Excerpt to read
....................

You are viewing a plain text version of this content. The canonical link for it is here.
Posted to user@drill.apache.org by Iver Walkoe <re...@eyecue.com> on 2014/11/01 18:15:35 UTC

Re: Drill on Amazon?

Hi Ted!

Thank you for your notes; your timing is perfect as I just now (finally) 
have enough time to start working on this in earnest.

I have started collecting some info - there's not much on Drill per se, 
but there are what seem to be analogous efforts in using Spark and R on EMR.

While apologizing for posting links, I would appreciate any and all 
input as to whether a similar approach might work with Drill.

1.) The upshot is to use a boostrap script to install software on 
cluster startup. In another project, I had had success using R in Hadoop 
streaming (i.e., sans RHadoop) so I was thinking this might be a way to 
get the Drillbits onto the slave (core/task in AWS) nodes in the 
cluster. Then one would ssh to the master and subsequently connect to 
the core nodes.

Installing Apache Spark on an Amazon EMR Cluster
http://blogs.aws.amazon.com/bigdata/post/Tx15AY5C50K70RV/Installing-Apache-Spark-on-an-Amazon-EMR-Cluster

...this next entry illustrates getting RHadoop onto the core nodes:

Statistical Analysis with Open-Source R and RStudio on Amazon EMR
http://blogs.aws.amazon.com/bigdata/post/Tx37RSKRFDQNTSL/Statistical-Analysis-with-Open-Source-R-and-RStudio-on-Amazon-EMR

Does that make sense?

2.) I noticed that Amazon is now offering MapR instances in EMR; would 
there be any advantage to using one of these instead of the "stock" 
Amazon instances?

http://aws.amazon.com/elasticmapreduce/mapr/

3.) While I've only been reading and not (yet) directly experimenting, 
I'm not sure I understand your note on UDP multicast. Is there a link to 
the Drill wiki or documentation where this is explained (i.e., why this 
is pertinent)?

At the risk of redundancy, here's my slightly-refined basic 
(hypothetical) plan:

i.) Create EMR instance with Drill bits installed on core/task/slave 
nodes with a bootstrap script

ii.) Load data onto S3 and create Hive external table: have data 
partitioned into "folders" (i.e., with S3 prefixes) and associate Hive 
indexes with this partitioning. This would only be used for creating the 
framework in the Hive metadata store that Drill could leverage.

iii.) Connect to the master node via SSH and then to a slave node (I 
guess via jdbc) to then query Hive ala:

https://cwiki.apache.org/confluence/display/DRILL/Querying+Hive

Does this seem to make sense?

:-)

Again, thank you for the notes!

Best,

Iver



On 10/31/2014 5:56 PM, Ted Dunning wrote:
> Iver,
>
> Didn't see if you got an answer.

....................

[Items taken from a dataset]

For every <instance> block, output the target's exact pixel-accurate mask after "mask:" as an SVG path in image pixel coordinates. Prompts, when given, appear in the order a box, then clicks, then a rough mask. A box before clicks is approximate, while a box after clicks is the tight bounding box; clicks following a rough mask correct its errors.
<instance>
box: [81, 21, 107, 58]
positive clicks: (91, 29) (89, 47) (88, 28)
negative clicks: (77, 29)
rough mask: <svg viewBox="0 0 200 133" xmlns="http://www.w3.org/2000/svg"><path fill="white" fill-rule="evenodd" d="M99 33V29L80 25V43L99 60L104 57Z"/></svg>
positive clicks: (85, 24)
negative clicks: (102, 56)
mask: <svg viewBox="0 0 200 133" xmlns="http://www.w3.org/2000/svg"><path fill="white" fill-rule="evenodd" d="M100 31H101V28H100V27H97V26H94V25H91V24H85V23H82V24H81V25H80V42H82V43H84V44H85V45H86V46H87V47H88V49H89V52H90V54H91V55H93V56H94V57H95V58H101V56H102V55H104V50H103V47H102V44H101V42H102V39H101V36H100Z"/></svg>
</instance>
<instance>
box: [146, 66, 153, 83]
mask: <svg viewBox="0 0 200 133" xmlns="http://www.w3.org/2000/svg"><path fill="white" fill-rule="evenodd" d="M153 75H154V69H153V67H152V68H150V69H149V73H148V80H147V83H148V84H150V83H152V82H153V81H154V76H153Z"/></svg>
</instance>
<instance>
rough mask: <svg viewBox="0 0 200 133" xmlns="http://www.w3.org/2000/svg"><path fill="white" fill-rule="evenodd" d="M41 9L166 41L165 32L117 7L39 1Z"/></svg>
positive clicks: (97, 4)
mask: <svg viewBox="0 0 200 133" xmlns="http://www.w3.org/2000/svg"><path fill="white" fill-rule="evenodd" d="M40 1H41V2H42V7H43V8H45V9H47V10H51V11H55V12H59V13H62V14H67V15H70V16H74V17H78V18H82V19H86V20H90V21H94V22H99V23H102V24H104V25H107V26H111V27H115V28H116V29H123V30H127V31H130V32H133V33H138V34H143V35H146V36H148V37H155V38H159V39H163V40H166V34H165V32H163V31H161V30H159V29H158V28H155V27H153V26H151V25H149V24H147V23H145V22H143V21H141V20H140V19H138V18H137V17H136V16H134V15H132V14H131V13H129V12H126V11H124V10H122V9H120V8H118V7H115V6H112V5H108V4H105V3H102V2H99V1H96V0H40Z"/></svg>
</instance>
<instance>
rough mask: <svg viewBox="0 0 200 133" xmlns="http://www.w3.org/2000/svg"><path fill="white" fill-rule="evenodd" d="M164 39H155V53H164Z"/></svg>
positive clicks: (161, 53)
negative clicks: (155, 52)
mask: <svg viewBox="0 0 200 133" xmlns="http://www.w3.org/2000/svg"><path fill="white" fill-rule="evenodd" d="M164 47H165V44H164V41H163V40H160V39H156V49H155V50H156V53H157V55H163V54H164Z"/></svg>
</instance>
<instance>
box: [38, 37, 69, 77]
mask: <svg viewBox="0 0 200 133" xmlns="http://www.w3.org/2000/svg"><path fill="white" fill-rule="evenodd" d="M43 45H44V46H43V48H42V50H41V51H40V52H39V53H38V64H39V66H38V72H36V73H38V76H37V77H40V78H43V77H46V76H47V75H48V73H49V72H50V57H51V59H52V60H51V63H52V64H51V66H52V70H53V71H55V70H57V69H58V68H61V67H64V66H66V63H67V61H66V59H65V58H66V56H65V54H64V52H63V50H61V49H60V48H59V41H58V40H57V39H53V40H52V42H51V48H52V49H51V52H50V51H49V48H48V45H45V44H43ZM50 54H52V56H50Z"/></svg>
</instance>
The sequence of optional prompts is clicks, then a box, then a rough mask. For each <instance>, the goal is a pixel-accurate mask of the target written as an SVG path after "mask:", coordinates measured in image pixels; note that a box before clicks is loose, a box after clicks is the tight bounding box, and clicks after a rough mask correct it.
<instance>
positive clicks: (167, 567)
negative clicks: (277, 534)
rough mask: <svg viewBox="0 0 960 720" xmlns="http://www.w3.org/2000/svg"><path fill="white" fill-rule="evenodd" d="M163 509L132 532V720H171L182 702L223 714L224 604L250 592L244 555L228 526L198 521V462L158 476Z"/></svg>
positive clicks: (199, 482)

....................

Prompt 1
Transcribe the part of the post about Drill on Amazon starting at "At the risk" and ending at "Drill could leverage.".
Prompt 2
In the post about Drill on Amazon, why would a Hive external table be created in step ii of the plan?
The items aren't needed for anything here.

Exercise answer 1
At the risk of redundancy, here's my slightly-refined basic 
(hypothetical) plan:

i.) Create EMR instance with Drill bits installed on core/task/slave 
nodes with a bootstrap script

ii.) Load data onto S3 and create Hive external table: have data 
partitioned into "folders" (i.e., with S3 prefixes) and associate Hive 
indexes with this partitioning. This would only be used for creating the 
framework in the Hive metadata store that Drill could leverage.

Exercise answer 2
The Hive external table would serve only to create the framework in the Hive metadata store that Drill could leverage. The data would be loaded onto S3 and partitioned into "folders" by S3 prefixes. Hive indexes would be associated with that partitioning.